▶ _THE TASK_: Rewrite the passage on attention from "This project proposes" up to and including "level of distractibility.", replacing "paradigm" with "protocol".
━━━━━ SOURCE EXTRACT
Therefore, this project aims at proposing a new paradigm to assess both bottom-up and top-down attention mechanisms, and at understanding how these mechanisms dynamically interact in the healthy or pathological human brain.
In a first study, using non-invasive scalp EEG in 15 healthy subjects, we found that increasing top-down attention reduces early processing of distracting sounds, but fail to protect from bottom-up attentional capture and to reduce the behavioral distraction cost. Moreover, the impact of bottom-up attentional capture by distracting sounds could disturb top-down mechanisms by lengthening target processing and detection.
This first study was pursued in 38 healthy subjects to compare the EEG attentional markers according to their dream recall frequency. High dream recallers present larger EEG markers of top-down attention and an enhanced processing of distracting sounds. These results suggest that high dream recallers benefit from enhanced capacities in both top-down and bottom-up attention.
To localize the different brain markers of attention, this project was complemented by recording magnetoencephalography signal in 15 healthy subjects. Analysis is in progress.
In a second study, intracortical EEG was recorded from electrodes located in the auditory cortices of 16 patients with intractable epilepsy, implanted with electrodes for surgical purposes. The first results suggest that sustained and oscillatory brain responses are modulated by top-down attention within the auditory cortices. Further analysis will be performed to explore the processing of distracting sounds and how bottom-up and top-down attentional mechanisms dynamically interact within the auditory cortices.
In a third study, scalp EEG data were recorded in 9 patients with damage of the lateral prefrontal cortex to specify the role of this brain region in top-down and bottom-up mechanisms of attention. Damage of the lateral prefrontal cortex was found to result in reduced top-down attention, enhanced distracting sound processing and delayed reorientation of attention, speaking for an imbalance in attention towards increased distraction.
A behavioral study was performed in patients suffering from bipolar disorders (n=11) or schizophrenia (n=19) to specify their attentional capacities. Both patients with schizophrenia or bipolar disorders presented a preserved balance between top-down and bottom-up attention. However, only patients with bipolar disorders suffered from a reduction in cognitive resources that impact their performances in context of high task load.
This project proposes a new paradigm which provides a good way to behaviorally and neurophysiologically estimate the distraction effect of isolated unexpected sounds outside the attentional focus, with no or little contamination from change in arousal. Using this new test, this project provided crucial information into the brain functioning of the balance between bottom-up and top-down attentional mechanisms in the healthy brain. Moreover in patients with stroke in the frontal cortex, it was shown that the lateral prefrontal cortex is involved in the control of both top-down and bottom-up attention, and play a crucial role in the attentional balance and in the level of distractibility.
It was also possible to measure the attentional balance in different populations and specify how this precarious equilibrium can be knock of balance and lead to attention impairments. As stated previously, there is no test of distractibility that is currently used in clinical practice. Therefore this new paradigm constitute a powerful tool to measure bottom-up and top-down mechanisms of attention and to provide an index of distractibility, that could be used for clinical purposes.
━━━━━━━━━━
━━━━━ SUPPLIED RECORDS
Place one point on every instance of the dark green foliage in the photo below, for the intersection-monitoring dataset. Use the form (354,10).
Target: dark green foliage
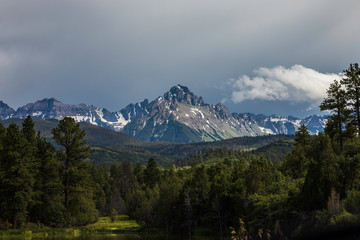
(151,173)
(296,163)
(69,136)
(336,103)
(17,179)
(322,174)
(351,81)
(303,136)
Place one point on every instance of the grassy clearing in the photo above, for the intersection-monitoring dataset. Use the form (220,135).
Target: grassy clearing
(121,223)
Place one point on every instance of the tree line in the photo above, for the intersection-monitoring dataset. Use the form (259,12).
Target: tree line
(316,186)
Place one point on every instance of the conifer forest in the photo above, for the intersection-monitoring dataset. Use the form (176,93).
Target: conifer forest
(228,193)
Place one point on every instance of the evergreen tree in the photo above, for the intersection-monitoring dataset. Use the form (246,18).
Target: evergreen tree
(336,103)
(352,85)
(17,179)
(303,136)
(49,207)
(28,130)
(151,173)
(69,135)
(322,174)
(78,193)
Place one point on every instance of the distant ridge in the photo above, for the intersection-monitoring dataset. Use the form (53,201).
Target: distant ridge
(177,116)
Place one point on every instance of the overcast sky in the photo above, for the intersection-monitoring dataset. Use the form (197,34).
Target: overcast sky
(254,56)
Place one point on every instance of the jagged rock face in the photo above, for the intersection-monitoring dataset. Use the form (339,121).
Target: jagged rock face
(177,116)
(5,111)
(52,108)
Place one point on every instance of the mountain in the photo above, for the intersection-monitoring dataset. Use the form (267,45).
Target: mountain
(177,116)
(5,111)
(109,147)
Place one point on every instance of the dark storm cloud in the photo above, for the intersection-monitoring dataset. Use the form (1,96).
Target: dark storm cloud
(111,53)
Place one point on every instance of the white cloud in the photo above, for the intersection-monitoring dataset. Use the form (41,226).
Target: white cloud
(294,84)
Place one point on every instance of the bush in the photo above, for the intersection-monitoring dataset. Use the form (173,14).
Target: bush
(352,201)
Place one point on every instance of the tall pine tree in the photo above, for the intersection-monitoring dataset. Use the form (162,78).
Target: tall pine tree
(336,103)
(352,85)
(17,176)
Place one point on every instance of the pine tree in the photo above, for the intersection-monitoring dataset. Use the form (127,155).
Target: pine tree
(49,207)
(303,136)
(17,178)
(69,135)
(352,85)
(322,174)
(336,103)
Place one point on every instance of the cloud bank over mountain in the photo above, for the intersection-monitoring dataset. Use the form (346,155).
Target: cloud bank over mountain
(295,84)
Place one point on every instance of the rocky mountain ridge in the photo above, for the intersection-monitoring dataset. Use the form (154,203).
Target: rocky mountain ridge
(177,116)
━━━━━━━━━━
▶ _ANSWER BOX_:
This project proposes a new protocol which provides a good way to behaviorally and neurophysiologically estimate the distraction effect of isolated unexpected sounds outside the attentional focus, with no or little contamination from change in arousal. Using this new test, this project provided crucial information into the brain functioning of the balance between bottom-up and top-down attentional mechanisms in the healthy brain. Moreover in patients with stroke in the frontal cortex, it was shown that the lateral prefrontal cortex is involved in the control of both top-down and bottom-up attention, and play a crucial role in the attentional balance and in the level of distractibility.